Requirement
Every line in the listing is to be echoed verbatim.

Stored items from a collection
▬▬▬▬▬▬

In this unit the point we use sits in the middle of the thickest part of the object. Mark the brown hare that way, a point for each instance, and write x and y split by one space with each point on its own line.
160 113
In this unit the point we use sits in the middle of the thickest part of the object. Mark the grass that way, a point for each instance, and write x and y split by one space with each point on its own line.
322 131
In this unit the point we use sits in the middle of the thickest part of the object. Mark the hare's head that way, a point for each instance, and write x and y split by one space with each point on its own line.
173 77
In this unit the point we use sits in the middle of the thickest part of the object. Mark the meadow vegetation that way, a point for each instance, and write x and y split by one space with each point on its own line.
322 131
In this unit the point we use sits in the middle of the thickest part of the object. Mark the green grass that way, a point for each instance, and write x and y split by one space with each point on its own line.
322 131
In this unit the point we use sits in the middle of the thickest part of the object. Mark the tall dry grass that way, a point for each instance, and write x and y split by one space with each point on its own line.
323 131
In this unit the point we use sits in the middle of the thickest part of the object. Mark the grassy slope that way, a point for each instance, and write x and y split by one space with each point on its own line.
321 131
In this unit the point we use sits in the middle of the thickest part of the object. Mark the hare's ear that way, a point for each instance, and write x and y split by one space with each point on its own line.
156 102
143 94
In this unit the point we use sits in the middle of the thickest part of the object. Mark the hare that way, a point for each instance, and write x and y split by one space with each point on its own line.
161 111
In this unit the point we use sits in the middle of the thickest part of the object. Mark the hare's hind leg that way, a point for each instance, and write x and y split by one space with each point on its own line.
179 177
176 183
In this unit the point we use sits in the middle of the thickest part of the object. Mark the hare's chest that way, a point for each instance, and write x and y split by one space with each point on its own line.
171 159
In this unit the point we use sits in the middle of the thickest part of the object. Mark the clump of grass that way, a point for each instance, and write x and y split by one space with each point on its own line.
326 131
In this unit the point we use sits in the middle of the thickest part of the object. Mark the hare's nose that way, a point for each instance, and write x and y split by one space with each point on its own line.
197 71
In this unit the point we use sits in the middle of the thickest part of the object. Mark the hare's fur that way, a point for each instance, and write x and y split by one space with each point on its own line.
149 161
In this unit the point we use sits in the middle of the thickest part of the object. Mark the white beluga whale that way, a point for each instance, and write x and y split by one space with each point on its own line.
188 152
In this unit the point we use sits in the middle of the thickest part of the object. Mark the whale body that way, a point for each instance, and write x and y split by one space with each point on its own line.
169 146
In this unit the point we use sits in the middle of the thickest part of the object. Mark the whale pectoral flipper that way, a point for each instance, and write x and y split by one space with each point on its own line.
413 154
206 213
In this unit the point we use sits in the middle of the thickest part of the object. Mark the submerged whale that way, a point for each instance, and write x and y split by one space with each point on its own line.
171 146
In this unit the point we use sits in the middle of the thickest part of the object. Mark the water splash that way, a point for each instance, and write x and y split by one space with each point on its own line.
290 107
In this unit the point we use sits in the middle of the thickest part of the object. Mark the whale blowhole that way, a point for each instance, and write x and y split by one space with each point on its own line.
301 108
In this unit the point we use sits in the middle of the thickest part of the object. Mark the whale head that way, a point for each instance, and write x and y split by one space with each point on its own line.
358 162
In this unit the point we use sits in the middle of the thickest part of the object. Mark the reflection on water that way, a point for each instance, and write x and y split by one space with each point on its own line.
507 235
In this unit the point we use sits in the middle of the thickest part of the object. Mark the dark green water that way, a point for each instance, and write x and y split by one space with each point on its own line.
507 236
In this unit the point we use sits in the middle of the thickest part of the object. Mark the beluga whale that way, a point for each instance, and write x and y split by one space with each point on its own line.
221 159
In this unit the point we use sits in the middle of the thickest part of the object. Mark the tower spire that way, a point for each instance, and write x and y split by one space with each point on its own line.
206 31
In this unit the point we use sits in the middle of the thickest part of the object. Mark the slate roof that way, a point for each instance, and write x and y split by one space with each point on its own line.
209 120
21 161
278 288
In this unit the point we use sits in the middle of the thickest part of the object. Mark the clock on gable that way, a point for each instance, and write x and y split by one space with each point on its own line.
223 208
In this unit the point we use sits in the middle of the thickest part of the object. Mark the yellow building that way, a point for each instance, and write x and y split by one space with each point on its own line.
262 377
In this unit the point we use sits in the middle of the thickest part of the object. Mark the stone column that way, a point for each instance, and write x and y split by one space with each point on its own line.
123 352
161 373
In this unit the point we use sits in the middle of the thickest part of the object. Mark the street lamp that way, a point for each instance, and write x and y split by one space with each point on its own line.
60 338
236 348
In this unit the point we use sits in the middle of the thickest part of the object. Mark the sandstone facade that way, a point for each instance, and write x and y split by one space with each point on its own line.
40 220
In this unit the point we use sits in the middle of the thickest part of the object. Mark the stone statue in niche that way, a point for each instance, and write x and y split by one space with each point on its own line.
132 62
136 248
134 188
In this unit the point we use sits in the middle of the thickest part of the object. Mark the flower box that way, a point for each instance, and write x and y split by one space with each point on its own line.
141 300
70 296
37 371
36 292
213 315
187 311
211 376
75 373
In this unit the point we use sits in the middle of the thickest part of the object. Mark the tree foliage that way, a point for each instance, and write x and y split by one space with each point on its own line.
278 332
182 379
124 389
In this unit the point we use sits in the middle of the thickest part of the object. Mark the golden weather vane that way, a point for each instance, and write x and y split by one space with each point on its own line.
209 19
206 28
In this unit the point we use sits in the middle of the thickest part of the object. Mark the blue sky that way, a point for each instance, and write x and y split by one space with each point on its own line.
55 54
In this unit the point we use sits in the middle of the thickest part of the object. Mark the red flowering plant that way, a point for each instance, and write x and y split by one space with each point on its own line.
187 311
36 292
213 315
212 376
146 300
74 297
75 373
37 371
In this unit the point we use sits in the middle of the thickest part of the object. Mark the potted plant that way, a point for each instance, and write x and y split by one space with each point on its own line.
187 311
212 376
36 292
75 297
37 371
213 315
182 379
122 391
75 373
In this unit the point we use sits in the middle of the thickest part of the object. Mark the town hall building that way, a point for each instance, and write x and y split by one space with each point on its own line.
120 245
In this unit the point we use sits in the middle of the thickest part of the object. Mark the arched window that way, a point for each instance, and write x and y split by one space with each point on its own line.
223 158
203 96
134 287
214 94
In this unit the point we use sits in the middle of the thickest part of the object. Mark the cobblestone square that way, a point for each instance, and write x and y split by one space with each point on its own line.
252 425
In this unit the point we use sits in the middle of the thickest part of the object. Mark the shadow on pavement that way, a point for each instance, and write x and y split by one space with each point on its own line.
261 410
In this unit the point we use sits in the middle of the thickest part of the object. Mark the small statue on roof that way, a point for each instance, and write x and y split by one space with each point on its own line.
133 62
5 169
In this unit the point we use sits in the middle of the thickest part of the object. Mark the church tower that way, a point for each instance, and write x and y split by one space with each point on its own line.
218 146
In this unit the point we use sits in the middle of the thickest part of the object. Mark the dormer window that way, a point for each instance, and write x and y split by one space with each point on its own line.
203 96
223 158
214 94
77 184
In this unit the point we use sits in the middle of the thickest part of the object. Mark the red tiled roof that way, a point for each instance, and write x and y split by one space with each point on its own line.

▬▬▬▬▬▬

Exercise result
In this unit the point we use sits in the middle of the thickest part of the object. Mark the brown hare that way, a point for each instance, and write x and y split by one space with each point on its own line.
160 113
In this unit the point we use sits in the middle of the thickest part of the object. Mark the grass that way, a point for each instance, and write x and y split by one space with each point on its own line.
322 131
In this unit the point we use sits in the middle of the thickest part of the object. Mark the hare's head that way, a point for each instance, and write x and y split by one space with each point on its own line.
173 77
In this unit the point we use sits in the middle of the thickest part of the object. Mark the meadow vegetation that way, a point for each instance, and write x and y split by one space with each point on its own line.
322 131
In this unit the point we use sits in the middle of the thickest part of the object. Mark the green grass that way, a point for each instance, and write x and y split by one space with each point on its own line.
322 131
In this unit the point we use sits in the middle of the thickest part of the object. Mark the tall dry grass that way, a point for each instance, and write x and y split by one space with each point on its own line.
323 131
In this unit the point we use sits in the middle of the thickest part of the object. Mark the grassy slope that way, a point for each instance, and write x and y split by one space with each point on its own line.
321 131
In this unit the point we use sits in the middle of the thickest part of the object. Mark the hare's ear that way, a point for each instance, and write x and y split by one space with each point on its own line.
156 102
143 94
In this unit the point we use sits in the middle of the thickest part of the object. Mark the hare that way, a point for each instance, and write x and y split by one space with each point on its own line.
161 111
In this unit the point we use sits in the middle of the thickest part of the object. Mark the hare's hind leg that way, a point for each instance, and write x and y split by one space with each point on its own line.
179 177
176 183
In this unit the point we use sits in the middle of the thickest part of the object. Mark the hare's chest that way, a point for each instance, and write x and y split by one space with each point on its own line.
171 159
In this unit the point we use sits in the middle of the thickest part of the object. Mark the clump of grass that way, a point for each instance, and write x and y split by one space with each point on its own line.
326 131
In this unit the point we use sits in the middle of the thickest part of the object. Mark the hare's nose that way, a point for each instance, and write x and y split by one space with each point on its own line.
197 71
In this unit the point we use sits in the middle of the thickest part of the object. Mark the hare's fur that way, a point for each instance, and write x and y split by one space with each point on its own line.
149 161
In this unit the point we use sits in the middle of the thickest part of the object. Mark the white beluga whale that way, a point for each instance, and write x and y split by one space with each point on its own line.
188 152
In this unit the point we use sits in the middle of the thickest part of the object. Mark the whale body that way, a point for each instance, and write x and y split by one space with each point on its own line.
169 146
In this unit the point we use sits in the middle of the thickest part of the object. Mark the whale pectoral flipper that way, a point for each instance, and write x and y split by one space with each point on its own line.
413 154
206 213
In this unit the point we use sits in the middle of the thickest part of the object. Mark the submerged whale that way, a point for each instance, and write x and y split by one space with each point on its own line.
171 146
In this unit the point we use sits in the middle of the thickest part of the object. Mark the water splash that way, a point for each instance, and write x and y split by one space with each point on its own line.
290 107
In this unit the point we use sits in the middle of the thickest part of the object. Mark the whale blowhole that way, a point for each instance, and write x and y split by one space with each point on its own line.
301 108
In this unit the point we use sits in the middle of the thickest part of the object. Mark the whale head that way, a point for each instance, and write x and y split by one space with each point on its own line.
358 162
In this unit the point we use sits in the middle of the thickest part of the object. Mark the reflection on water that way, a point for each instance, and write x and y split by one space with each point on its own line.
507 235
In this unit the point we use sits in the middle of the thickest part of the object. Mark the dark green water that way, a point for each instance, and write x and y split by one space with each point on its own line.
507 236
In this unit the point we use sits in the middle of the thickest part of the object. Mark the beluga whale that way, a point for each instance, and write x and y split by one space with each point on its own line.
221 159
In this unit the point we use sits in the middle of the thickest part of the object. Mark the tower spire that way, a point for each instance, and write x and y split by one space with each point on its own line.
206 31
In this unit the point we use sits in the middle of the thickest part of the object. Mark the slate roof that way, a point for each instance, and write x and y split by one space with each point on its own line.
209 120
21 161
278 288
In this unit the point we use sits in the middle of the thickest part of the object. Mark the clock on gable that way, a point for each instance, and write x and y split by one space with each point on its own line.
223 208
In this unit the point we use sits in the middle of the thickest part of the object. Mark the yellow building that way, a point for each instance, and write x and y split by one space with each point on its own line.
262 377
In this unit the point we use sits in the middle of the thickest part of the object. Mark the stone column that way, a point for each instance, and write x and y split by one space with each point on its own line.
123 352
161 373
In this unit the point we use sits in the middle of the thickest part of the object. Mark the street lamp that way, a point for each instance, and write x and y split by one space with each point on its own line.
60 338
236 348
In this unit the point we use sits in the middle of the thickest part of the object. Mark the sandstone facade that way, a point for each instance, and write x and y split by one space with each point on its own line.
40 220
In this unit the point we use sits in the middle of the thickest part of the object. Mark the stone statue in niche that way, a point for each instance, and write x and y split by one space with each point on its own line.
132 62
136 248
134 188
In this unit the point we use sits in the middle of the thickest part of the object. Mark the flower box that way, a point for each instance, and write x and y split by one space with each point on its own line.
141 300
70 296
37 371
36 292
213 315
187 311
211 376
75 373
In this unit the point we use sits in the middle of the thickest part of the object. Mark the tree foliage that way, a point for each instance, and write x and y split by one space with each point on its own line.
278 332
182 379
124 389
In this unit the point we use sits in the middle of the thickest part of the object. Mark the golden weather vane that way, a point for each instance, and write x and y split by one space with each point on its own line.
209 19
206 28
In this unit the point we use sits in the middle of the thickest part of the object. Mark the blue sky that way, a point for each instance, and write x and y split by one space with each point on its own line.
55 54
In this unit the point we use sits in the middle of the thickest part of the object. Mark the red flowering plant that way, a point for each instance, and write x and y split by one space with each point on its own line.
187 311
36 292
213 315
212 376
146 300
74 297
75 373
37 371
In this unit the point we use sits in the middle of the thickest part of the object. Mark the potted plant that way, a point for each instance, and write x and y split by one space with each point on its own line.
187 311
212 376
36 292
75 297
37 371
213 315
182 379
122 391
75 373
In this unit the point we use sits in the middle of the thickest part of the object. Mark the town hall building that way, a point for each instance, and write x and y split by one space with each point on its own line.
120 245
In this unit the point we use sits in the middle of the thickest part of the object. Mark the arched window that way, a point for each instance, and write x and y split by one space with each point on its own line.
223 158
203 96
134 287
214 94
In this unit the point we use sits in the middle of the thickest part of the object. Mark the cobblestone square that way, a point for each instance, and write x and y split by one space with each point on its own line.
252 425
In this unit the point we use sits in the middle of the thickest part of the object. Mark the shadow on pavement that way, a point for each instance, and write x and y split by one space with each point on its own line.
261 410
In this unit the point we use sits in the middle of the thickest part of the object. Mark the small statue on roof that way, a point for each instance, and write x and y split by one space with each point on its own line.
133 62
5 169
In this unit the point we use sits in the middle of the thickest part of the object. Mark the church tower that way, a point for each instance, and write x and y split by one space with each point on its own line.
218 146
In this unit the point we use sits in the middle of the thickest part of the object. Mark the dormer window that way, a point for each instance, and write x and y split by one space with each point on its own line.
203 96
223 158
214 94
77 184
In this unit the point we use sits in the middle of the thickest part of the object. Mark the red tiled roof that way, a point for each instance, and write x and y split by one space with each point on its own line.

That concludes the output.